Von: bba
Bozen – Die immer wieder vertagte Neufassung des Landessozialplans soll nun angegangen werden. Das AFI nimmt gerne die Einladung von Soziallandesrätin Waltraud Deeg an, auf breiter Front mitzuarbeiten. Was aus der Sicht des AFI im neuen Landessozialplan unbedingt enthalten sein sollte.
Das AFI | Arbeitsförderungsinstitut freut sich über die Ankündigung von Soziallandesrätin Waltraud Deeg, ab Herbst die Neuauflage des Landessozialplans angehen zu wollen. Der heute noch gültige Plan aus dem Jahr 2009 müsse dringend den veränderten gesellschaftlichen Gegebenheiten und Ansprüchen angepasst werden, so die Landesrätin sinngemäß. In der Tat ist das strategische Planungsinstrument der
Südtiroler Sozialpolitik in die Jahre gekommen.
AFI-Agenda „Welfare 2030“
Das AFI befasst sich seit Langem eingehend mit dem Südtiroler Sozialsystem. Im Oktober 2018 hat das Institut mit der „Agenda Welfare 2030” ein Strategiepapier für Südtirol herausgebracht. Diese mit den heimischen Gewerkschaften und Sozialverbänden partizipativ erarbeitete Agenda enthält eine Reihe von Vorschlägen für den Südtiroler Wohlfahrtsstaat der Zukunft. Hier die Kernelemente, die auf jeden Fall in den neuen Landessozialplan hineingehören.
Zehn Elemente für den neuen Landessozialplan
1. Mehr soziale Innovation: Das Prinzip Innovation sollte nicht nur für Technik und Wirtschaft, sondern auch für das Soziale gelten: Neue Ideen und neue Dienste verbessern den Wohlfahrtsstaat und lassen ihn gesund wachsen.
2. Mehr Dialog der sozialen Akteure: Es muss eine Plattform beziehungsweise ein Netzwerk geschaffen werden, das alle Akteure des Sozialbereiches ver- und einbindet, ihre Zuständigkeiten aufwertet, die Zusammenarbeit anregt und das System-Monitoring verbessert.
3. Mehr Schutz für die Schwächeren: Die Vereinfachung und Zusammenlegung von Sozialleistungen baut den Schutz für die Schwächeren aus und verringert bürokratischen Aufwand.
4. Mehr in soziale Berufe investieren: Arbeitsbedingungen und Image der sozialen Berufe müssen verbessert werden, um der immer wichtiger werdenden Funktion der Pflegekraft („caregiver“) die geschuldete Würde und Anerkennung zu geben.
---*---
- _Aufgabe 1_
Aus welchem Jahr stammt laut dem Text zum Landessozialplan der heute noch gültige Plan?
- _Aufgabe 2_
Setze den Text zum Landessozialplan im gleichen Stil nach dem vierten Element fort.

- _Datensätze_
---*---
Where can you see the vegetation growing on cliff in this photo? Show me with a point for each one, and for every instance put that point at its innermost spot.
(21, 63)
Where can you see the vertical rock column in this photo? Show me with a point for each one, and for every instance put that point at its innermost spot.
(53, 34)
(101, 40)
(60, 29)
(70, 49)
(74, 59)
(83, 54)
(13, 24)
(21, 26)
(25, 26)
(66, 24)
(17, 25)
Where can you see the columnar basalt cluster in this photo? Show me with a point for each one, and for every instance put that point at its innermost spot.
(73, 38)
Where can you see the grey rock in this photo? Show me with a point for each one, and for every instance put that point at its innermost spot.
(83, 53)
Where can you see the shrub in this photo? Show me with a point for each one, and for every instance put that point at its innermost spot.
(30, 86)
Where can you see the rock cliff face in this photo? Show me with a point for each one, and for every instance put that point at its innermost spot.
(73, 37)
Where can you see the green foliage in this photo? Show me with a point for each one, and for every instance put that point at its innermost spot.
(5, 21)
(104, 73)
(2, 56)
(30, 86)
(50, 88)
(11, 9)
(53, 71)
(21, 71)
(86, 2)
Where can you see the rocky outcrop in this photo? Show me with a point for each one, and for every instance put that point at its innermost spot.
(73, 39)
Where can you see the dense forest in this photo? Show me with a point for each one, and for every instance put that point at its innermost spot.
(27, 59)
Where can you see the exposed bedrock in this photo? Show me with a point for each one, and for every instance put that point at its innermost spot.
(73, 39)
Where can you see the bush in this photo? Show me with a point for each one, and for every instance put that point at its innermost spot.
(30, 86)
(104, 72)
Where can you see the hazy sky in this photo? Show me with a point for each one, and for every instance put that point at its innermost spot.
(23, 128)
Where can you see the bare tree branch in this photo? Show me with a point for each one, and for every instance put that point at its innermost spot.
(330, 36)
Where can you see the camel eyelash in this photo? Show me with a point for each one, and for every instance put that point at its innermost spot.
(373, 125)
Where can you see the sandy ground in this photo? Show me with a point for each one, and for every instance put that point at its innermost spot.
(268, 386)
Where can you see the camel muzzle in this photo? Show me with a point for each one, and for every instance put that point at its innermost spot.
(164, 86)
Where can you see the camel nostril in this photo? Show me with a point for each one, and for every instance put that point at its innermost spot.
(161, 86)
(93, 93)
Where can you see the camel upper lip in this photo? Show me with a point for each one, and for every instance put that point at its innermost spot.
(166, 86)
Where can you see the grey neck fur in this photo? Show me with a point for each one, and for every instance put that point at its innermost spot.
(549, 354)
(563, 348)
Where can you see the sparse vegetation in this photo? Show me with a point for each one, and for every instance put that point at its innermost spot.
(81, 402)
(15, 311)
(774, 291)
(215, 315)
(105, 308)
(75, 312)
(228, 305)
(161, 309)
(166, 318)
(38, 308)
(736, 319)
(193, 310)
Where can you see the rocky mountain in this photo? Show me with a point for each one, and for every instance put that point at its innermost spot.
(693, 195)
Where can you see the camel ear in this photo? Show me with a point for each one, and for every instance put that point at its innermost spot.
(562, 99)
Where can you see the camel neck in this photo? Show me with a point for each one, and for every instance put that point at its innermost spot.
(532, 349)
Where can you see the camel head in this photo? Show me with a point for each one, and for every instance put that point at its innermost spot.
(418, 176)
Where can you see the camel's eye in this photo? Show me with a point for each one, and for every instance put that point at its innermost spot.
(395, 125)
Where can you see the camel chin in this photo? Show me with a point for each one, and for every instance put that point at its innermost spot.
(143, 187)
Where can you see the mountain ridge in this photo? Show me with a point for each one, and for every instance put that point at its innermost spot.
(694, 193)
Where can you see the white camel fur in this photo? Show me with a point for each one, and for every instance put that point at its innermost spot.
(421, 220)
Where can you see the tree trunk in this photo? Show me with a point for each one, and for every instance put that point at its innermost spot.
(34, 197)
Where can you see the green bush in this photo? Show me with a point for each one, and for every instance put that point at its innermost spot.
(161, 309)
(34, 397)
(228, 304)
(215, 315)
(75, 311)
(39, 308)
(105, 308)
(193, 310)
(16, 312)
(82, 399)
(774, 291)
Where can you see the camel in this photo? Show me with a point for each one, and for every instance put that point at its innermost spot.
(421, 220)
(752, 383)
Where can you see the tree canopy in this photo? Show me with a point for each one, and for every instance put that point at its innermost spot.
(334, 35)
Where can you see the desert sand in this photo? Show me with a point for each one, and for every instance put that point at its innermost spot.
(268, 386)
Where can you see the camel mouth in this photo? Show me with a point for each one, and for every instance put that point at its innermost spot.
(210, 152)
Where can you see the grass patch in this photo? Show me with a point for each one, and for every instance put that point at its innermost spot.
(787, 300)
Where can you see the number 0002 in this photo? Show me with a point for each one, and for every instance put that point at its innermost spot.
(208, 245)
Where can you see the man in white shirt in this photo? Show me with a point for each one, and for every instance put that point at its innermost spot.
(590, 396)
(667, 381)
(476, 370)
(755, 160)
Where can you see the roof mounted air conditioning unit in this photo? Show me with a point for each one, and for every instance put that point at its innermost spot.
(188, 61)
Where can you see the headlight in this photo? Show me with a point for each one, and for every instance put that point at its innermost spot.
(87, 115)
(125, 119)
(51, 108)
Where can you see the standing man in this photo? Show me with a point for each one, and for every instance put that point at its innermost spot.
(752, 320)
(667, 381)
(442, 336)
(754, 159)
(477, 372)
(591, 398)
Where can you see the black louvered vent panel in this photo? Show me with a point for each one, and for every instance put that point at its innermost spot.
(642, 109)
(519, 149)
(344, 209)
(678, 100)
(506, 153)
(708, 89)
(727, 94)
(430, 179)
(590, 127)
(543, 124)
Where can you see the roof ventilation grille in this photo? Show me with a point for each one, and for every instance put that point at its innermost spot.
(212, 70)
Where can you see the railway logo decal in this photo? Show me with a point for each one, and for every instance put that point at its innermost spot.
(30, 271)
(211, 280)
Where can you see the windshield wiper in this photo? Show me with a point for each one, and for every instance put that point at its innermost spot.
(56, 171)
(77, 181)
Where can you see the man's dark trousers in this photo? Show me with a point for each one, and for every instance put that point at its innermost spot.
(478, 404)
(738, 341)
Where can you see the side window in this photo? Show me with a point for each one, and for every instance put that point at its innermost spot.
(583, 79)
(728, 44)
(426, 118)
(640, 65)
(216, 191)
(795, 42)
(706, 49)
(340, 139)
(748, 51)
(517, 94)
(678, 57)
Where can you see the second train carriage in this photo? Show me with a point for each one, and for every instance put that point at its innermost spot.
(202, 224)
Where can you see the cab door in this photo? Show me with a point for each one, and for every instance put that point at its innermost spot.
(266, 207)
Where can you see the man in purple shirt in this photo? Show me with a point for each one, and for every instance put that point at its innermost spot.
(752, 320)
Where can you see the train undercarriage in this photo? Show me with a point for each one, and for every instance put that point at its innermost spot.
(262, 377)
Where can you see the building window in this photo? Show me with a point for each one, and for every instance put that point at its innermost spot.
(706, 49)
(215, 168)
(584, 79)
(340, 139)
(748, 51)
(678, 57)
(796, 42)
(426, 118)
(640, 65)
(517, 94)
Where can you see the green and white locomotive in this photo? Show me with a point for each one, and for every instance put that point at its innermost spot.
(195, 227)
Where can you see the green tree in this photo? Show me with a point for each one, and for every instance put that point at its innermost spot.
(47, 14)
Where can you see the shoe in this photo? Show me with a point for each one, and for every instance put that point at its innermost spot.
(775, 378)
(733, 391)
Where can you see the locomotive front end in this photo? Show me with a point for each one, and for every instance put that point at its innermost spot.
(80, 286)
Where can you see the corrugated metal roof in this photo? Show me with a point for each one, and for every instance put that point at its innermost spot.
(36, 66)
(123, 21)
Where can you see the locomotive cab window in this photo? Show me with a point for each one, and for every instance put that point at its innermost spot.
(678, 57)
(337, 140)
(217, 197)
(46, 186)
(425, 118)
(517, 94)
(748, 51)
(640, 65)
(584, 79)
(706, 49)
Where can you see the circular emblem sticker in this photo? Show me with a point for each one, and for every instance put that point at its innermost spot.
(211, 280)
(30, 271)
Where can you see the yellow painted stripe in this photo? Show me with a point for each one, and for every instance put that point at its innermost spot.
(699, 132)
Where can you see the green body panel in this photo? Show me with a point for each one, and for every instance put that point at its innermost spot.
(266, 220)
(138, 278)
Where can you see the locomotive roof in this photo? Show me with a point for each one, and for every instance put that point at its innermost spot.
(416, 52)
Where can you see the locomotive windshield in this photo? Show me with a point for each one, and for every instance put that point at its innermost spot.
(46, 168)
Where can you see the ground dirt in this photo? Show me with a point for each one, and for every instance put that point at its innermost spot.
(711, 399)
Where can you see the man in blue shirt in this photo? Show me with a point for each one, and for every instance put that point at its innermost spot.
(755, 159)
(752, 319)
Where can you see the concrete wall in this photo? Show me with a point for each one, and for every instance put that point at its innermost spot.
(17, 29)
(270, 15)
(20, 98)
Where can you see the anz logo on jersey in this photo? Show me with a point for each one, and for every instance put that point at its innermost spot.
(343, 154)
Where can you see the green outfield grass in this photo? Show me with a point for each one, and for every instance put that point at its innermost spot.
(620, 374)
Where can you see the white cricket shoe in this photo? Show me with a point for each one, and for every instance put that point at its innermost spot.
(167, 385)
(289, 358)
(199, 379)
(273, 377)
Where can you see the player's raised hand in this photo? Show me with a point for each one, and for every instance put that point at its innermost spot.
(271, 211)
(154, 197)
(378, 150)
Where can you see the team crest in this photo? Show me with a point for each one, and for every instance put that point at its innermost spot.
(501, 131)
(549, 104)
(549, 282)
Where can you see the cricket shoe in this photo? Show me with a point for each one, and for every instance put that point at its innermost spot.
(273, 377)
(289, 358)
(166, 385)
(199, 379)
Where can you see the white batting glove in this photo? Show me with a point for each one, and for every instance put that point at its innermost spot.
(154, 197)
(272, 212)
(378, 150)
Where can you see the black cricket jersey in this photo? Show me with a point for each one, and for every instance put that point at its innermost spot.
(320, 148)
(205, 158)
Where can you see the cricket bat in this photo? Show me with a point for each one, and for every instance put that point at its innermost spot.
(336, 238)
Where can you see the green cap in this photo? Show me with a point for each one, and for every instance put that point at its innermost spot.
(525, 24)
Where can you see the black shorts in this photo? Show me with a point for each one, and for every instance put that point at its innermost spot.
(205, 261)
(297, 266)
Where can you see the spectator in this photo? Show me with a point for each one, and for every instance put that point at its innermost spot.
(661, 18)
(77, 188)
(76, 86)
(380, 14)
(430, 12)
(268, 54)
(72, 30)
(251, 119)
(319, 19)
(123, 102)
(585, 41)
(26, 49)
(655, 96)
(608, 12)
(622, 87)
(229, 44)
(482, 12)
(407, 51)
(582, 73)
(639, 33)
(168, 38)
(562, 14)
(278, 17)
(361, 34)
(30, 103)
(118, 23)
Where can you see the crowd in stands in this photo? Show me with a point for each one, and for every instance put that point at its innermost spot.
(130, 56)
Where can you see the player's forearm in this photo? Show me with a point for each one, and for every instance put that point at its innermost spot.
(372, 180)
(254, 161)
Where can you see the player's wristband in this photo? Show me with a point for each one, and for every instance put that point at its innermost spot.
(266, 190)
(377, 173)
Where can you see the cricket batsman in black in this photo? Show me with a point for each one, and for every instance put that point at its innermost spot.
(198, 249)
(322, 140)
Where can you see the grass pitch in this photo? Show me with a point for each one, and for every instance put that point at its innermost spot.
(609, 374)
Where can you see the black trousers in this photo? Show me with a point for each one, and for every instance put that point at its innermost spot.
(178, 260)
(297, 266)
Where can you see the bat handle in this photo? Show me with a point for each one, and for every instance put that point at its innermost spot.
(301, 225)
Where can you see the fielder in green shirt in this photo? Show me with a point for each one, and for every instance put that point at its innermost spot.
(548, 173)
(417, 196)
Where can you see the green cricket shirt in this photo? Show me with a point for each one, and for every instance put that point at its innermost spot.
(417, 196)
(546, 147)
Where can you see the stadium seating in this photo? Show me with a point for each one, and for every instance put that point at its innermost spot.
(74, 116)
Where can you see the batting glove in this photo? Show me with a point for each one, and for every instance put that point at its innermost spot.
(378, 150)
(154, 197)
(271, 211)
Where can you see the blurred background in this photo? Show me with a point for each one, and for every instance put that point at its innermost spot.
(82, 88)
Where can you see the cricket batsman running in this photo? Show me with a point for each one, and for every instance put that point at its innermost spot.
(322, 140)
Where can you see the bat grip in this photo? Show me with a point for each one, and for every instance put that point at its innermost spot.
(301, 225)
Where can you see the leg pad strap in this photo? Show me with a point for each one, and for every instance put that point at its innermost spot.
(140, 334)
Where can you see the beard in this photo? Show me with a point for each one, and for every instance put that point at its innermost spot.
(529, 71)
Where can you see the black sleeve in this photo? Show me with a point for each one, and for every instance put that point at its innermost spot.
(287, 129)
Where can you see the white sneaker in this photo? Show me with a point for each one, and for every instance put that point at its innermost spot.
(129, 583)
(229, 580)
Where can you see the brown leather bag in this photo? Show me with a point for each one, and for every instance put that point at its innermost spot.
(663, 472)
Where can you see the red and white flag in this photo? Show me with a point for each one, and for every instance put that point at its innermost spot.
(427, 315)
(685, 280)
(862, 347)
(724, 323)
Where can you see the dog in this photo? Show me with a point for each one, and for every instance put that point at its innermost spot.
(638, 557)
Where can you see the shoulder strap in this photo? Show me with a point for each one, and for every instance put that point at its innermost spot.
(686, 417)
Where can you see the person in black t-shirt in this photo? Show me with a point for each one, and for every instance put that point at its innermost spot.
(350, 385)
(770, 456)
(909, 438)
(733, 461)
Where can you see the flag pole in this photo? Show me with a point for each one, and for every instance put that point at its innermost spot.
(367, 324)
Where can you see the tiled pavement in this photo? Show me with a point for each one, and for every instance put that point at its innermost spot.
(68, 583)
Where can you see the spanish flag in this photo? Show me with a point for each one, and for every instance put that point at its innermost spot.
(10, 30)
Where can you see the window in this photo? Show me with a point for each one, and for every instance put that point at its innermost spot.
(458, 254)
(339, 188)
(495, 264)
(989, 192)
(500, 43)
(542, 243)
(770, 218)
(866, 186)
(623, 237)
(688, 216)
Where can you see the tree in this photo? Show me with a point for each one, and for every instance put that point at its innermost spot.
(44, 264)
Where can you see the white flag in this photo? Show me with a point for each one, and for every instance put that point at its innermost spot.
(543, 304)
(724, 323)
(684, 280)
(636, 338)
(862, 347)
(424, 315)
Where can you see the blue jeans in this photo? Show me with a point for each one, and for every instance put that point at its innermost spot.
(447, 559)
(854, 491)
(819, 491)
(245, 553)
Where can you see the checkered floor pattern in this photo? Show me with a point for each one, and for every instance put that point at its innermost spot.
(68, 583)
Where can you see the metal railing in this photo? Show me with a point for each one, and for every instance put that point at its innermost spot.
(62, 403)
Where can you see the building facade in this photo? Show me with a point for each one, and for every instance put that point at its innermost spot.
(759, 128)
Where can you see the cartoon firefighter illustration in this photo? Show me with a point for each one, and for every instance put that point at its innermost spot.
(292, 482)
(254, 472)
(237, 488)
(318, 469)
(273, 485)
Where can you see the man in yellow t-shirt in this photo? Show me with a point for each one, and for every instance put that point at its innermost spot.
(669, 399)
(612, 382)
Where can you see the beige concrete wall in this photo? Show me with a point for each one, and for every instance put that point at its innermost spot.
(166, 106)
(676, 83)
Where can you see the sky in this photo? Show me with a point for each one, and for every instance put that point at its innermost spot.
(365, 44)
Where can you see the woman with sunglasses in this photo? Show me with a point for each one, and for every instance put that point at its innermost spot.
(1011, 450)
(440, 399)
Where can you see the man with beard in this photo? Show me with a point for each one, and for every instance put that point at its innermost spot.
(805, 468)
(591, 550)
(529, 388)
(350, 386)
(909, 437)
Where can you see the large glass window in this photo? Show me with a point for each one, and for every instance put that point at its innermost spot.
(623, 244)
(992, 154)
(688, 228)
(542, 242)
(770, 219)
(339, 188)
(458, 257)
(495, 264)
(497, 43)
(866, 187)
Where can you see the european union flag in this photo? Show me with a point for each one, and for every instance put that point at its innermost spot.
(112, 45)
---*---
- _Antwort 1_
Aus dem Jahr 2009.

- _Antwort 2_
5. Recht auf Platz im Kinderhort: Es sollte die Möglichkeit in Betracht gezogen werden, ein Recht auf Kinderbetreuungsdienste im Vorschulalter einzuführen, mit einer Ausweitung und einheitlichen Gestaltung im ganzen Land.
6. Das Pflegegeld auf klare Grundlagen stellen: Der Bezug von Pflegegeld sollte an einen regulären Arbeitsvertrag mit einer Pflegekraft gekoppelt und bemessen sein. Das würde die Einzahlung der Sozialbeiträge für die Pflegekräfte sichern und die Schwarzarbeit reduzieren.
7. Die öffentliche Sanität verteidigen: Der öffentliche Gesundheitsdienst ist ein kostbarer Edelstein, denn er gründet auf freie Zugänglichkeit, Gleichberechtigung, Transparenz und hohe Behandlungsstandards. Bislang konnten diese Kriterien nicht alle gleich gut verwirklicht werden,
was aber keineswegs eine Entmantelung des Systems rechtfertigt, sondern im Gegenteil dessen Verteidigung notwendig macht.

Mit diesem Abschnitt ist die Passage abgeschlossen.